## [What you will do]
Pull out every line of the entries that follow containing the word "below", and copy each one in full.

## [Data excerpts]
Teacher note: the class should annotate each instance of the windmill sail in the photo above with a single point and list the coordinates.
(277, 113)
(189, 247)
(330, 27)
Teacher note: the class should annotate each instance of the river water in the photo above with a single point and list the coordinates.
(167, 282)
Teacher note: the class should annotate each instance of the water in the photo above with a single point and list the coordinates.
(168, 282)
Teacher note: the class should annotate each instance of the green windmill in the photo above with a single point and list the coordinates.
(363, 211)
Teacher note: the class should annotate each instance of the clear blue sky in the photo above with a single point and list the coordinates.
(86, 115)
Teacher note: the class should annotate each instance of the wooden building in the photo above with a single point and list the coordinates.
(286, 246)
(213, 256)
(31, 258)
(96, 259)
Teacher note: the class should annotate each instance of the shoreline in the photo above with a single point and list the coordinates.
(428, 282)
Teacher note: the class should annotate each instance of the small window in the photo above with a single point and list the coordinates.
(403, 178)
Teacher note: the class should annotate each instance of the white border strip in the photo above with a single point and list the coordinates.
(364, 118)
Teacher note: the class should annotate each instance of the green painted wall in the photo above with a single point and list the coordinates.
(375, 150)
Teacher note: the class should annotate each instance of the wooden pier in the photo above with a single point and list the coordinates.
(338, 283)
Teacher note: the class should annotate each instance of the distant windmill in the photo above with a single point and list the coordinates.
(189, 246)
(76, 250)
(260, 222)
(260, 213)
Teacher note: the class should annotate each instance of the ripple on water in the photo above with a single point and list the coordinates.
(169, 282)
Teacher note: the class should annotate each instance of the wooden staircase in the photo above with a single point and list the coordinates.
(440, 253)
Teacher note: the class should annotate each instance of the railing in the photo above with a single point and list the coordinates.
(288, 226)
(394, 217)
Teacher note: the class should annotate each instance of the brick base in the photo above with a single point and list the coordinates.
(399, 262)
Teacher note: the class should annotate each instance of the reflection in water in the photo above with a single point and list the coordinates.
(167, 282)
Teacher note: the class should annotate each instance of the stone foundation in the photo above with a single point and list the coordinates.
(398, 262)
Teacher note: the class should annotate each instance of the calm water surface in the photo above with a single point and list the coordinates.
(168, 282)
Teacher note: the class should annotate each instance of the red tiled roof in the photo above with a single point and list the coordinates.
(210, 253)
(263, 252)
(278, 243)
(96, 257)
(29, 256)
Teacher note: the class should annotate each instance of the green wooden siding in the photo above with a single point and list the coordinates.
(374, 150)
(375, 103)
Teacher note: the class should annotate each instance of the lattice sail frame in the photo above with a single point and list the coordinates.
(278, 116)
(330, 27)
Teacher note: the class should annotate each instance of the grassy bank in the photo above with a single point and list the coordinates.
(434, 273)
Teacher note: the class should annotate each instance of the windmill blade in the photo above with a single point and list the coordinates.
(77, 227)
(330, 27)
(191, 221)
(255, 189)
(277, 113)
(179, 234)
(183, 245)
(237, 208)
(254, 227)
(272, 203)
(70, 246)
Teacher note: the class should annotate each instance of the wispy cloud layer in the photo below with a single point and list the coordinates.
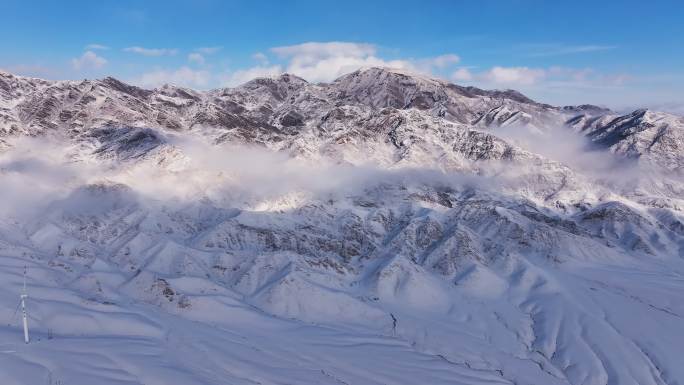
(540, 50)
(96, 46)
(152, 51)
(89, 60)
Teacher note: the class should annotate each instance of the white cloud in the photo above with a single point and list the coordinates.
(260, 57)
(242, 76)
(323, 62)
(444, 61)
(208, 50)
(89, 60)
(462, 74)
(152, 51)
(196, 58)
(514, 75)
(96, 46)
(326, 61)
(184, 77)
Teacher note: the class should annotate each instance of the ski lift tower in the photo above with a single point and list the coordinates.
(23, 309)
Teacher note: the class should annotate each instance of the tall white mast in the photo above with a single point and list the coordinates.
(23, 309)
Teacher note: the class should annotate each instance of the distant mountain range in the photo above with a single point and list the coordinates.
(383, 228)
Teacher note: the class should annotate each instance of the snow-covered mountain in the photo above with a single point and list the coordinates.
(385, 228)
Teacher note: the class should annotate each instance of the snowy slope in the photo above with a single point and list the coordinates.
(386, 228)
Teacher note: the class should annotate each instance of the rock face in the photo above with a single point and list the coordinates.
(382, 204)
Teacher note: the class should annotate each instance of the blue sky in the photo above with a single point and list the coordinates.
(615, 53)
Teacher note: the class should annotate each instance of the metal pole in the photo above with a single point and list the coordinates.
(23, 309)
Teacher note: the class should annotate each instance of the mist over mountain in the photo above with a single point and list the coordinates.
(383, 228)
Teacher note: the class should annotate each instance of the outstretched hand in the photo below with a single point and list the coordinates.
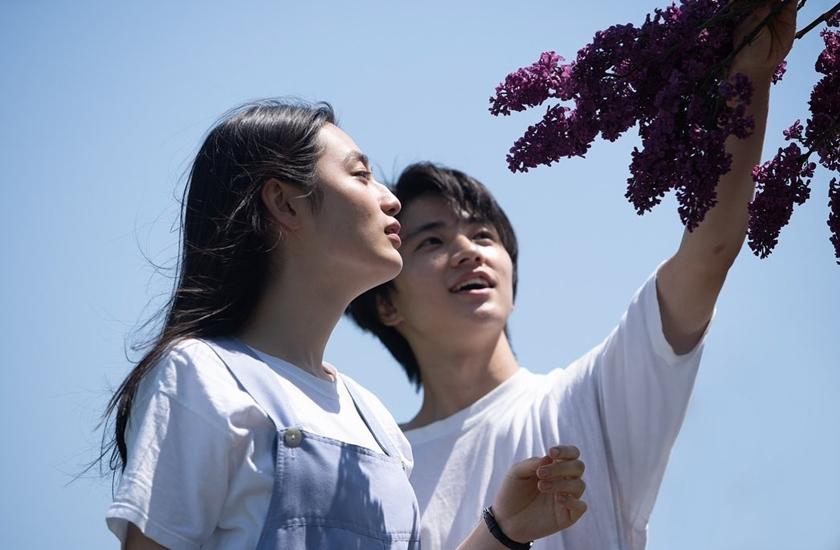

## [Right answer]
Teacher note: the class should annotate each instance of the wispy cloud layer in the photo below with a single point and list the coordinates.
Teacher note: the class should annotate each instance of the outstretched hand in the photo below with a single point and list the coordinates.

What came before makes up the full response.